__Texte du document__
Cela peut nous arriver plus ou moins souvent d’avoir l’impression que Jésus dort et que tout va mal autour de nous. La peur, nos peurs peuvent nous affoler. « Nous sommes perdus, cela ne te fait rien » (Mc 4,38) pouvons-nous avoir envie de dire à Dieu. Et Jésus a l’air de leur reprocher de l’avoir réveillé, un peu comme quelqu’un qui dormait tranquillement, qu’on réveille en sursaut et qui est tout grognon. La question que nous pouvons nous poser est de savoir exactement ce que Jésus leur reproche. Or, ce sont eux, les disciples, qui ont fait les premiers un reproche à Jésus : « cela ne te fait rien » ! Ils viennent de l’accuser d’être indifférent à leur situation. Là est leur manque de foi. Ils ne croient pas que Jésus se soucie d’eux. Et c’est pourquoi l’esprit de paix n’est pas en eux. Dès que la tempête a commencé à souffler, n’auraient-ils pas dû réveiller doucement Jésus et s’en remettre à lui ? Mais non, ils ont tellement peur qu’ils s’imaginent aussi que Jésus s’en moque et le voir dormir leur a inspiré une crainte encore plus grande. Cela met en évidence que lorsque nous sommes dans la peur, nous pouvons avoir la tentation de douter de Dieu, de croire que cela ne lui fait rien de nous voir en difficulté. Or, nous devrions au contraire toujours compter sur l’Esprit Saint, laisser vivre en nous l’Esprit de paix qui souffle avec douceur et nous offre sa joie et la capacité d’aimer davantage, de faire de toute épreuve de l’existence une occasion d’aimer plus, d’aimer mieux, d’aimer de façon plus gratuite à la manière de Jésus.

__Consigne__
Dans le texte sur la peur des disciples, de quoi ceux-ci accusent-ils Jésus ?

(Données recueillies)

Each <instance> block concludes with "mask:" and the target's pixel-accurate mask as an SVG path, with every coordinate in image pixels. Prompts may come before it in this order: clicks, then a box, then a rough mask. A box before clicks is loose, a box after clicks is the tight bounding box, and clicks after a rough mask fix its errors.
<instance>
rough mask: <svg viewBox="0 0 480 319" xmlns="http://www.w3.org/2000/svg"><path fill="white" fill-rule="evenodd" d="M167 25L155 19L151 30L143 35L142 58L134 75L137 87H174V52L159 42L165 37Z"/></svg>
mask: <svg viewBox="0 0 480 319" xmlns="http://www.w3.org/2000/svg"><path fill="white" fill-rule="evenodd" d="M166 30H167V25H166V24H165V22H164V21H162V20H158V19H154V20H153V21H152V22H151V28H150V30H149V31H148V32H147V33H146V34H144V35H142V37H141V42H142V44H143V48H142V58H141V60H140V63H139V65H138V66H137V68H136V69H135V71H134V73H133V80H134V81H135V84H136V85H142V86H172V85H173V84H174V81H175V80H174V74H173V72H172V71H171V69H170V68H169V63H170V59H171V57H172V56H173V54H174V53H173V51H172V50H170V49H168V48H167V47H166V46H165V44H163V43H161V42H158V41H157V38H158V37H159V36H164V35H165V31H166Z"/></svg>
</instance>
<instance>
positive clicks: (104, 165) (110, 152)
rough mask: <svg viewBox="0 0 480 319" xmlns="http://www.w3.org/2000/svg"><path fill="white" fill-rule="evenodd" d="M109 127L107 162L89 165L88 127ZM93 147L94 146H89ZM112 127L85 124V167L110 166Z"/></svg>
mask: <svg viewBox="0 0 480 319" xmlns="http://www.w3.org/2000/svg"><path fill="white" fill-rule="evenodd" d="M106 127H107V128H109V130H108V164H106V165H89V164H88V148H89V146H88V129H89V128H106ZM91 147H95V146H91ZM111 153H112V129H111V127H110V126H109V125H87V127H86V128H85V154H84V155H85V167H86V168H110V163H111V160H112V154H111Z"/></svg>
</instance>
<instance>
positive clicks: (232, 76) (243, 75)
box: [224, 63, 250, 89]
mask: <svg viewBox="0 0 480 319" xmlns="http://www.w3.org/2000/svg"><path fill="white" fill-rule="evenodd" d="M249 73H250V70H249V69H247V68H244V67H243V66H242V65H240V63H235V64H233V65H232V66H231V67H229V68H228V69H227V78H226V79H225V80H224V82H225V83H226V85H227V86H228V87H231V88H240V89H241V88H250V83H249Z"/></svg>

__Réponse__
Ils l'accusent d'être indifférent à leur situation.